_Yapılacak görevler_
1 – Hadis sitesine ait belge alıntısına göre Tirmizî, bu konuda hadisin başka kimlerden de rivâyet edildiğini belirtiyor?
2 – Hadis sitesine ait belge alıntısını son cümleden sonra sürdürün.

_Belge alıntısı_
____

Resulullah'ın hadislerini mi arıyorsunuz ?
Türkiye'nin En Geniş Kapsamlı Hadis Sitesi
HZ.MUHAMMED (Sallallahu Aleyhi ve Sellem)
"أَللّٰهُمَّ صَلِّ عَلٰى مُحَمَّدٍ وَعَلٰى اٰلِ مُحَمَّدٍ"

Latest Post

بِسْمِ اللَّهِ الرَّحْمٰنِ الرَّحِيمِ
Rahmân ve Rahîm olan Allah’ın adıyla
24- Homoseksüellik Yapan Kimsenin Cezası Nedir?
1528- İbn Abbâs (radıyallahü anh)’den rivâyete göre, Rasûlüllah (sallallahü aleyhi ve sellem) şöyle buyurdu: “Her kimi Lut kavminin işlediği fiili yapar görürseniz her ikisini de öldürün.” (Ebû Dâvûd, Hudûd: 28; İbn Mâce, Hudûd: 12)
Tirmizî: Bu konuda Câbir ve Ebû Hüreyre’den de hadis rivâyet edilmiştir.

____

_Veri kümesi öğeleri_
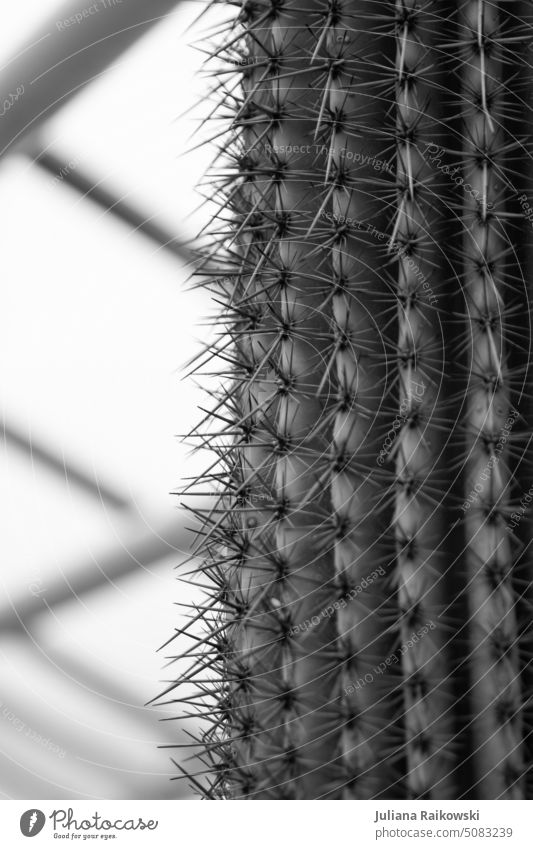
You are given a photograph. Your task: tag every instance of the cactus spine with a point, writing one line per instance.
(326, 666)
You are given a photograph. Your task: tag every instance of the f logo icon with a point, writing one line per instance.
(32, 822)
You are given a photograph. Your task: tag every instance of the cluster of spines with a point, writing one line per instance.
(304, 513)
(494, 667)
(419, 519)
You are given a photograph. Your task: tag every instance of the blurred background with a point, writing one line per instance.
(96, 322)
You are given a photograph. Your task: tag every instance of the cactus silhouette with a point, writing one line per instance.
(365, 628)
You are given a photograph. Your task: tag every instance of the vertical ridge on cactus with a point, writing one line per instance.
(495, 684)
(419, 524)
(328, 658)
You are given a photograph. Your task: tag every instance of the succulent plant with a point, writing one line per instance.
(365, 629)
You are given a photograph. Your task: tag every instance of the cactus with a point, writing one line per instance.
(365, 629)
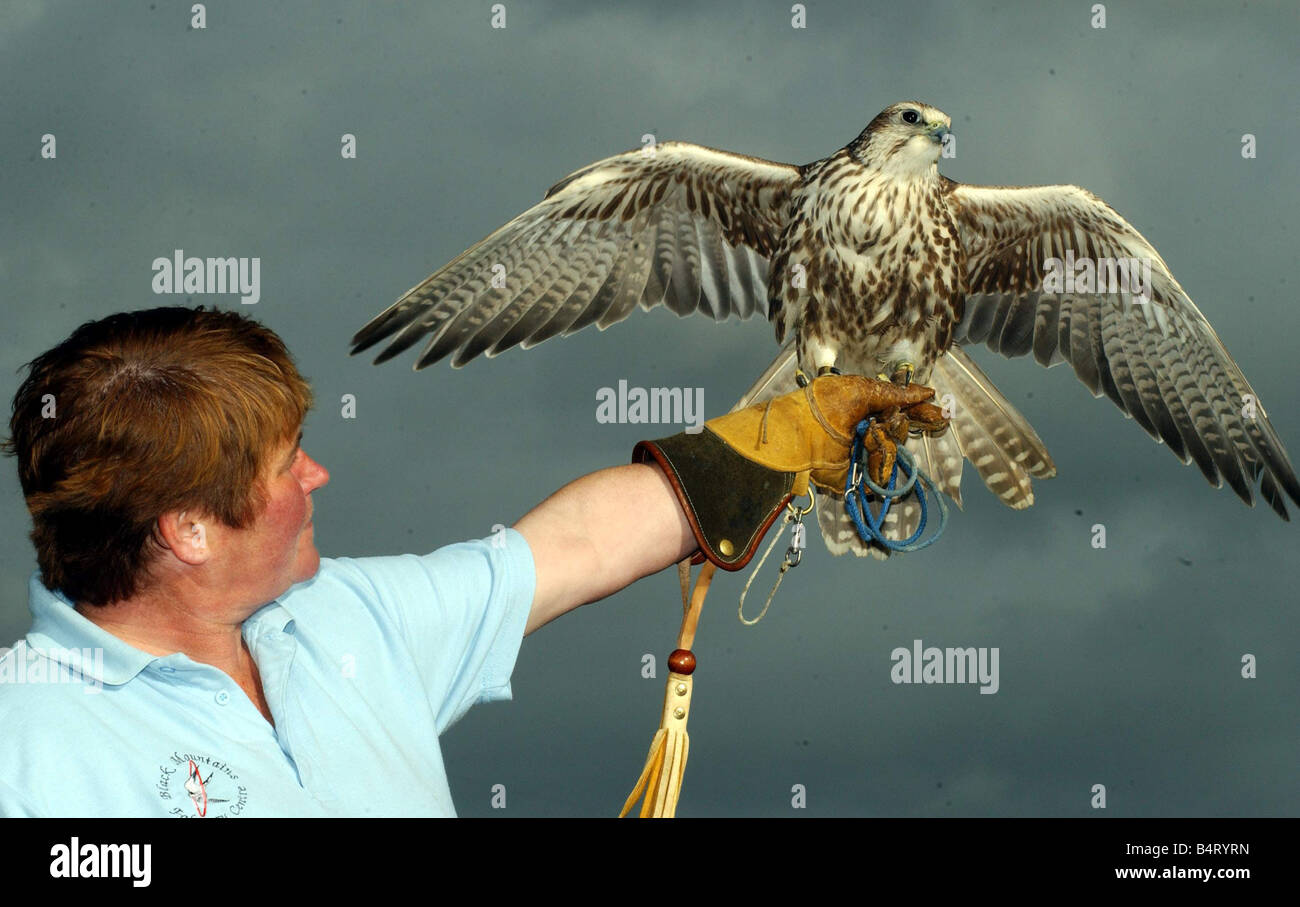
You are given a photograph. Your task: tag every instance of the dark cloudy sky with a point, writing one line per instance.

____

_Beklenen yanıtlar_
1 – Câbir ve Ebû Hüreyre'den.

2 –
Tirmizî: Bu hadis bu şekliyle sadece İbn Abbâs’ın bu rivâyetiyle bilinmektedir. Muhammed b. İshâk bu hadisi Amr b. ebî Amr’dan rivâyet ederek şöyle der: “Lut kavminin yaptığı işi yapan melundur. Burada öldürülmek zikredilmemekte hayvana yaklaşan kimsenin de lanetlendiği kaydedilmektedir.”
Bu hadis Âsım b. Ömer’den, Süheyl b. ebî Salih’den, babasından ve Ebû Hüreyre’den aktarılarak “Yapanı da yapılanı da öldürünüz” şeklindedir.
Tirmizî: Bu hadisin senedinde söylenti vardır. Bu hadisi Süheyl b. ebî Salih’den ve Âsım b. Ömer el Ömerî’den başkasının rivâyet ettiğini bilmiyoruz. Âsım b. Ömer’in hafızası yönünden hadis konusunda zayıf olduğu kaydedilmiştir.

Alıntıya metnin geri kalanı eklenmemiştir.